(SELECTED TEXT):
----

BRIEF DESCRIPTION OF THE DRAWINGS

FIG. 1 is a schematic diagram of a charge pump circuit of the prior art;
FIG. 2 is a timing diagram of a reset signal and enable signal for a charge pump circuit of the prior art;
FIG. 3 is a cross-sectional view of a capacitor formed in an integrated circuit of the prior art;
FIG. 3A is a schematic diagram of a capacitor of the prior art;
FIG. 4 is a graph illustrating the non-linear characteristics of a capacitor of the prior art;
FIG. 5 is cross-sectional top view of the first metal layer of one embodiment of the present invention;
FIG. 5A is a cross sectional side view of one embodiment of the present invention;
FIG. 6 is a schematic diagram of a charge pump circuit of one embodiment of the present invention; and
FIG. 7 is a block diagram of a flash memory of one embodiment of the present invention.

DETAILED DESCRIPTION OF THE INVENTION

In the following detailed description of present embodiments, reference is made to the accompanying drawings that form a part hereof, and in which is shown by way of illustration specific embodiments in which the inventions may be practiced. These embodiments are described in sufficient detail to enable those skilled in the art to practice the invention, and it is to be understood that other embodiments may be utilized and that logical, mechanical and electrical changes may be made without departing from the spirit and scope of the present invention. The following detailed description is, therefore, not to be taken in a limiting sense, and the scope of the present invention is defined only by the claims and the equivalents thereof.
The present invention provides stable and precise capacitors in a charge pump circuit to produce a stable voltage supply. Before a detailed description of the present invention is given, further background is first provided to aid the reader in under standing the present invention. Referring to FIG. 1 a charge pump circuit 100 of the prior art is illustrated. The charge pump circuit 100 of FIG. 1 is used to control output voltage Vpp of charge pump 102. The charge pump circuit 100 is based on a simple negative feedback circuit using a capacitive voltage divider (instead of a resistive voltage divider in order to reduce the current load of the pump.). Capacitors 104 (C1) and 106 (C2) make up a capacitive voltage divider 118. N-channel MOS transistors 108 (M1), 110 (M2) and 112 (M3) provide a reset of the voltage divider. A differential amplifier 114 is also provided. The voltage at node B is Vb=Vpp*C1/(C1+C2). Vref is a reference voltage generated on a chip by a dedicated circuit (not shown). Enable is the output signal of the differential amplifier 114. An AND gate 116 is provided to selectively pass a clock signal. The clock signal is needed by the charge pump 102 to generate Vpp from Vcc (the chip power supply).
At power up, a short reset signal is generated by a circuit (not shown) that completely discharges capacitors 104 (C1) and 106 (C2). The reset is needed to insure the correct operation of the capacitive voltage divider 118. Otherwise, 104 (C1) and 106 (C2) would be charged to an incorrect voltage at the onset of the operation. The reset is accomplished by turning off transistor 108 (M1) and turning on transistor 110 (M2) and transistor 112 (M3). This provides a discharge path to nodes B and D while isolating Vb from Vpp.

----

(WHAT THIS TASK INVOLVES): Reproduce word for word everything in the charge pump text from "At power up, a" down to "Vb from Vpp.". None of the items plays any part in this exercise.

[Saved entries]
----

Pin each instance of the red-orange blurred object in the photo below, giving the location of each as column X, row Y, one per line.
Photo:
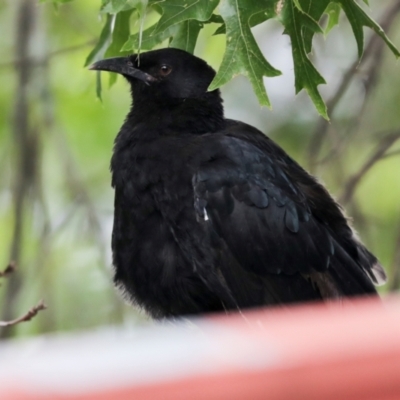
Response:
column 332, row 351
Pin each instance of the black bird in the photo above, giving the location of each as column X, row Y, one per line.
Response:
column 210, row 214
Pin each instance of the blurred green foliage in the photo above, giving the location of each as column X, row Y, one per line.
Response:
column 64, row 256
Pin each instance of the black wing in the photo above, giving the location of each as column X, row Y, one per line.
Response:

----

(THE OUTPUT):
At power up, a short reset signal is generated by a circuit (not shown) that completely discharges capacitors 104 (C1) and 106 (C2). The reset is needed to insure the correct operation of the capacitive voltage divider 118. Otherwise, 104 (C1) and 106 (C2) would be charged to an incorrect voltage at the onset of the operation. The reset is accomplished by turning off transistor 108 (M1) and turning on transistor 110 (M2) and transistor 112 (M3). This provides a discharge path to nodes B and D while isolating Vb from Vpp.